EXERCISE DESCRIPTION » Rewrite the part of the fatty liver abstract starting at "Methods: Prospective analyses" and ending at "CVD risk factors.", substituting "subjects" for each "participants".

SUPPLIED PASSAGE »
_ _ _ _ _ _ _

Fatty liver index and left ventricular mass: prospective associations from two independent cohorts.

J Hypertens 2021 05;39(5):961-969

Department of Epidemiology, School of Public Health and Tropical Medicine, Tulane University, Louisiana, USA.

Objectives: Heart disease is the most common cause of death in patients with nonalcoholic fatty liver disease (NAFLD). Emerging data have shown that NAFLD may affect subclinical myocardial remodeling, mainly left ventricular hypertrophy; however, evidence from the prospective studies is still lacking.

Methods: Prospective analyses were performed to investigate the association of fatty liver index (FLI) with left ventricular mass (LVM) among 1962 participants from the Bogalusa Heart Study (BHS, 1995-2010) and 1547 participants from the Cardiovascular Risk in Young Finns Study (YFS, 2001-2011) free of cardiovascular diseases (CVD) at baseline. LVM was assessed by two-dimensional guided M-mode echocardiography and indexed (LVMI) to body height (m2.7). Multivariable regression models were applied after adjustment for traditional CVD risk factors.

Results: In both cohorts, we observed significant and positive associations between FLI and LVM (BHS: β=0.59, P < 0.001; YFS: β=0.41, P < 0.001) and LVMI (BHS: β=0.14, P < 0.001; YFS: β=0.09, P < 0.001). In addition, we found that the relationship between FLI and LVMI was stronger in women than men (BHS: P-interaction = 0.01; YFS: P-interaction < 0.01); and the relationship between FLI and LVM/LVMI was stronger in black than white individuals (LVM: P-interaction = 0.02; LVMI: P-interaction = 0.04). Moreover, we found that the associations of FLI with LVM and LVMI were attenuated by high physical activity, especially in BHS (P-interaction = 0.02).

Conclusion: Our findings from two independent prospective cohorts indicate that FLI is positively associated with LVM/LVMI, independent of traditional cardiovascular risk factors. Such relationships are more pronounced among women and black individuals and are attenuated by high physical activity.

_ _ _ _ _ _ _

MATERIAL SUPPLIED »
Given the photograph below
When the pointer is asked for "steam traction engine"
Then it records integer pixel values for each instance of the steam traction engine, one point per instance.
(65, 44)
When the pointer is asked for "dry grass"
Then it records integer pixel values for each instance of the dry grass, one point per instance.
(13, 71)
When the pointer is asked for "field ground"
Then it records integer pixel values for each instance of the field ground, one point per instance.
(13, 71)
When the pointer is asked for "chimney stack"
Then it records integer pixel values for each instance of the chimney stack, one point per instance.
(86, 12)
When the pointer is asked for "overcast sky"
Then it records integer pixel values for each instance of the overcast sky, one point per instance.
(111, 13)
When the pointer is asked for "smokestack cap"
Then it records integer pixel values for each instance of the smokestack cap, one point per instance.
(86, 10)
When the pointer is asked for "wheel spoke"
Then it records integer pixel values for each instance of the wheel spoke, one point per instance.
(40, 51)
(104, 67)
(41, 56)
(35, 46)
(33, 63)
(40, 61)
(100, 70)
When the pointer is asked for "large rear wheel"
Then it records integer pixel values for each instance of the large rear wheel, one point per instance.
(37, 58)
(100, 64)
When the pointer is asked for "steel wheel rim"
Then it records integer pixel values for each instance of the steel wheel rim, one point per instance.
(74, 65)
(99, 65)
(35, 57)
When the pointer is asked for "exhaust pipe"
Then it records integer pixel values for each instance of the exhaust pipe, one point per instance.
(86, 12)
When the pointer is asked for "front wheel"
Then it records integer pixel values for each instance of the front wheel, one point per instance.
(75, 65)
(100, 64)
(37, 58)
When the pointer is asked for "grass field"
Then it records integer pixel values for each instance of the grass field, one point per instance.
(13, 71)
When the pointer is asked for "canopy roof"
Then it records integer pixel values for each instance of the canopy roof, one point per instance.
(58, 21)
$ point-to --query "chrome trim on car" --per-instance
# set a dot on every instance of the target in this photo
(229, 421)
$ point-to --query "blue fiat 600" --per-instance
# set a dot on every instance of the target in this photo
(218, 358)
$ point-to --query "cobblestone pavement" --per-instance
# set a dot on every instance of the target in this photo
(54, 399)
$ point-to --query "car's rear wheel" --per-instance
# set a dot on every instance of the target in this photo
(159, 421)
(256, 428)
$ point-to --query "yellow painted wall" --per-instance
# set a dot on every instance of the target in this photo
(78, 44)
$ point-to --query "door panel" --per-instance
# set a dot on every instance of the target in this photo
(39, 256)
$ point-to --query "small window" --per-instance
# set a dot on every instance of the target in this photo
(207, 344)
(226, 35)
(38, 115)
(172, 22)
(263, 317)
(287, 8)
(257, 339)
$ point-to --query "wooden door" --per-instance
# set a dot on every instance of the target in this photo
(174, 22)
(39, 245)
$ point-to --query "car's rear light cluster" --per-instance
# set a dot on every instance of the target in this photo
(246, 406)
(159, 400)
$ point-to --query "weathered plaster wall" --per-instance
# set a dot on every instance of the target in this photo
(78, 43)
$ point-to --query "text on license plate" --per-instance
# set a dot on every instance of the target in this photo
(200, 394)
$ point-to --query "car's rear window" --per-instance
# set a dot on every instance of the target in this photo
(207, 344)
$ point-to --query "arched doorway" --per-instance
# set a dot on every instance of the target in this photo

_ _ _ _ _ _ _

REPLY »
Methods: Prospective analyses were performed to investigate the association of fatty liver index (FLI) with left ventricular mass (LVM) among 1962 subjects from the Bogalusa Heart Study (BHS, 1995-2010) and 1547 subjects from the Cardiovascular Risk in Young Finns Study (YFS, 2001-2011) free of cardiovascular diseases (CVD) at baseline. LVM was assessed by two-dimensional guided M-mode echocardiography and indexed (LVMI) to body height (m2.7). Multivariable regression models were applied after adjustment for traditional CVD risk factors.